**Required work**
1) Using the passage headed "The Secret Betrayal," answer these:
(a) By the end of the war in Europe, how many Soviet citizens had passed through Allied hands?
(b) Which convention did the Soviet government refuse to adhere to?
(c) Who nominally headed the Soviet citizens prepared to fight alongside the Germans to overthrow Stalin?
2) From the passage headed "The Secret Betrayal," print the text between "The Secret Betrayal" and "into German power.", inclusive.

**Source document**
**********

The Secret Betrayal
No sooner had the British forces in June 1944 carried out their part in the Allied invasion of Germany than they were faced with the fact that among the prisoners of war captured there were Russians in German uniforms. By the time the war in Europe ended, between two and three million Soviet citizens had passed through Allied hands. This extraordinary situation, certainly never before known in the history of war, was the consequence of the policy of both the Soviet and the German regimes. On the Soviet side, the very existence of prisoners of war was not recognized: the Soviet government refused to adhere to the Geneva Convention, and washed its hands of the millions who fell into German power.
The Germans, in turn, treated their Soviet prisoners with such callous brutality that only a relatively small number of them survived. For a Soviet prisoner in German hands to enlist in the German armed forces was about the only way open to him of saving his life. There were also Soviet citizens whose hatred of the Communist regime was so strong that they were prepared to fight alongside the Germans in order to overthrow Stalin: nominally headed by General Andrey Vlasov, they saw little combat until the end of the war, largely because of Hitler’s suspicion of Vlasov’s claims to maintain his political independence of the National Socialist regime even as a prisoner of war. There were also some other combat units composed of Russians, some of them noted for their savagery. Then there were hordes of civilians in German hands—some compulsorily swept into the German labor mobilization drive, many more borne along on the wave of the German retreat from Russia and thereafter drafted for labor duties. These civilians included many women and children.

**********

**Information shown**

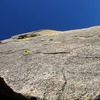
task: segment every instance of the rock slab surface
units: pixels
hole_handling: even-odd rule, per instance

**********

**Exercise solutions**
1)
(a) Between two and three million.
(b) The Geneva Convention.
(c) General Andrey Vlasov.

2)
The Secret Betrayal
No sooner had the British forces in June 1944 carried out their part in the Allied invasion of Germany than they were faced with the fact that among the prisoners of war captured there were Russians in German uniforms. By the time the war in Europe ended, between two and three million Soviet citizens had passed through Allied hands. This extraordinary situation, certainly never before known in the history of war, was the consequence of the policy of both the Soviet and the German regimes. On the Soviet side, the very existence of prisoners of war was not recognized: the Soviet government refused to adhere to the Geneva Convention, and washed its hands of the millions who fell into German power.